The records -
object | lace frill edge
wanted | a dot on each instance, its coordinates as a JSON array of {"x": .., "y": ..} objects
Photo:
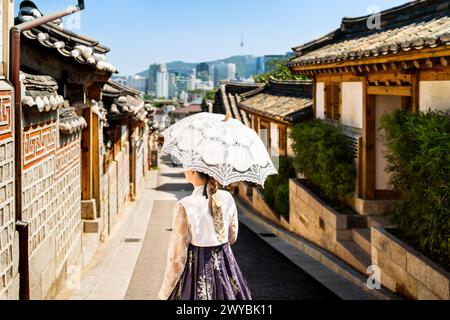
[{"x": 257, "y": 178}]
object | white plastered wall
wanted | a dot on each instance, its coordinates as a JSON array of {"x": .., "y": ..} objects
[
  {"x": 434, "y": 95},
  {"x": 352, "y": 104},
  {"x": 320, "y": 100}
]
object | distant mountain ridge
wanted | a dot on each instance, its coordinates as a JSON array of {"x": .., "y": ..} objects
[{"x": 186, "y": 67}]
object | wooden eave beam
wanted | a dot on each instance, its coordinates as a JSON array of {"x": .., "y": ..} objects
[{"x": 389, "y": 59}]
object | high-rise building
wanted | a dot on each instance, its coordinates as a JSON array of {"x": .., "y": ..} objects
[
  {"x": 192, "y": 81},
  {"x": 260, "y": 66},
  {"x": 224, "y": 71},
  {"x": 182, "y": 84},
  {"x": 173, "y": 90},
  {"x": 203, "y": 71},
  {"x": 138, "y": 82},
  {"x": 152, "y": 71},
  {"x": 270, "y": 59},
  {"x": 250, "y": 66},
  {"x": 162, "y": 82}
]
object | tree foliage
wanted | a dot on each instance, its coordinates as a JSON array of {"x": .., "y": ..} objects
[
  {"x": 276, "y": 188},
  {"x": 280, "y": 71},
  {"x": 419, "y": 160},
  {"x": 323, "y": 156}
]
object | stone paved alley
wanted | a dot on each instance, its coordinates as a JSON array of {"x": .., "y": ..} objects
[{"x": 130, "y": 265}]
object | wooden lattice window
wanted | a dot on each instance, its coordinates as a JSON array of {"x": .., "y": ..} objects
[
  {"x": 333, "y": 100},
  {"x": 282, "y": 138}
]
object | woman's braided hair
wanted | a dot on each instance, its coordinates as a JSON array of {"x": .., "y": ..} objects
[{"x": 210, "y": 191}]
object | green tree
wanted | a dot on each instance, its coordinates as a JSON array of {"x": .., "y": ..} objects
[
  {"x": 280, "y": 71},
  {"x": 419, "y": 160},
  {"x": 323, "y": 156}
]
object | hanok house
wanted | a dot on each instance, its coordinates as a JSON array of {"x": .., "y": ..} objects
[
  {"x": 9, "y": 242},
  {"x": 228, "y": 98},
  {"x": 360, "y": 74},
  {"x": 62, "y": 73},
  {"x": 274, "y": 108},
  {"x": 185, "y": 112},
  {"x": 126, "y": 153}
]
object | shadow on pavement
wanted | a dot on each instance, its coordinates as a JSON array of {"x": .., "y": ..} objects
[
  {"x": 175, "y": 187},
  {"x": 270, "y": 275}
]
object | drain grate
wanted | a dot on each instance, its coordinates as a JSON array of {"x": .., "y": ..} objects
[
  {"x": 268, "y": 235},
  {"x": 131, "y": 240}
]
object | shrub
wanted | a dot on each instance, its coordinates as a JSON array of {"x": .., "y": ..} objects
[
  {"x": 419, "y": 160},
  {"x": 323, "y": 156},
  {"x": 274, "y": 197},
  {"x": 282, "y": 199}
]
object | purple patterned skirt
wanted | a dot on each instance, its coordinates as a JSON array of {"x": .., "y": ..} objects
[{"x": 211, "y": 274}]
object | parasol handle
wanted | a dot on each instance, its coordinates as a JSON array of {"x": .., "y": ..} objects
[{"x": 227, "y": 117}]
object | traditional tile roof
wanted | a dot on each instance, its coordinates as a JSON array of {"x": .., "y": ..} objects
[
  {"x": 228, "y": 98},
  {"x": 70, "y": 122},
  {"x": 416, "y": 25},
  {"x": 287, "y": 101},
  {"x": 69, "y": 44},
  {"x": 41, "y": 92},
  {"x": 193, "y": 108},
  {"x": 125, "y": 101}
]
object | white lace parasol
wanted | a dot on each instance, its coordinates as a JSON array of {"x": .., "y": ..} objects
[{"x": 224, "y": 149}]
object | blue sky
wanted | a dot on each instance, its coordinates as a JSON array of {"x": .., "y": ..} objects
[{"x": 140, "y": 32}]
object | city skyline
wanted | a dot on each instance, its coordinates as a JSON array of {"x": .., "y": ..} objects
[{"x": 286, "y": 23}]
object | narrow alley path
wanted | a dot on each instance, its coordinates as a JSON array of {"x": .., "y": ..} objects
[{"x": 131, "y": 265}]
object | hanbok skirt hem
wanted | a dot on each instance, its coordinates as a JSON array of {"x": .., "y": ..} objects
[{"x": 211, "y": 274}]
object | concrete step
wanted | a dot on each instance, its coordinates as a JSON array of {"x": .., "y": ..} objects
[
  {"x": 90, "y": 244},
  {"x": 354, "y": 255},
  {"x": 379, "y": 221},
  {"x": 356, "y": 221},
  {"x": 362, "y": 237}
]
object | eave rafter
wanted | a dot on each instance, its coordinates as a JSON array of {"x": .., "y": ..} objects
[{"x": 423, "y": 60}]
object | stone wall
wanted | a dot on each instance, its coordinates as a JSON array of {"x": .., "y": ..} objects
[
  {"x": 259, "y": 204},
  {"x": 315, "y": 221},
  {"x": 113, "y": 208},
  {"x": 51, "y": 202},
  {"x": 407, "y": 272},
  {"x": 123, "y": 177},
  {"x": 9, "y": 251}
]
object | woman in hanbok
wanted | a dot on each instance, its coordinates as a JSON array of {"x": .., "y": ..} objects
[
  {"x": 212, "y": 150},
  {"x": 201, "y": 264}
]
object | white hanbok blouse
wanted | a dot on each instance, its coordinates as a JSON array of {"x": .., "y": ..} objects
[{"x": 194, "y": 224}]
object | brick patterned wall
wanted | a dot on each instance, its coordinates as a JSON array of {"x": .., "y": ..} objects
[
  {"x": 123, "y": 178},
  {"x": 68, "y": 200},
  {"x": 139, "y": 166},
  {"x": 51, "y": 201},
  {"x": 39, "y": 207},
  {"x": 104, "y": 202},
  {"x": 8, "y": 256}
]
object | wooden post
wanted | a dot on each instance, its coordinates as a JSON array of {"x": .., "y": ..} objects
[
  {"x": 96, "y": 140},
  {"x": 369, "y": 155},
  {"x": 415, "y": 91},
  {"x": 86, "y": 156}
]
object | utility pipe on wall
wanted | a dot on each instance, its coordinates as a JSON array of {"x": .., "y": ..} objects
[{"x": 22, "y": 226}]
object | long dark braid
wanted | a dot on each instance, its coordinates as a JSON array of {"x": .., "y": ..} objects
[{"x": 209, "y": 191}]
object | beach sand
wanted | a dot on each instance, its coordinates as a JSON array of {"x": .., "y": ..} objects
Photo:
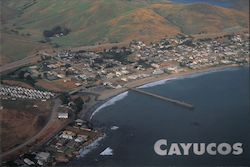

Work to complete - Whenever a line of the data contains "stone", it counts; state how many such lines there are, with nothing added.

Answer for this exercise - 2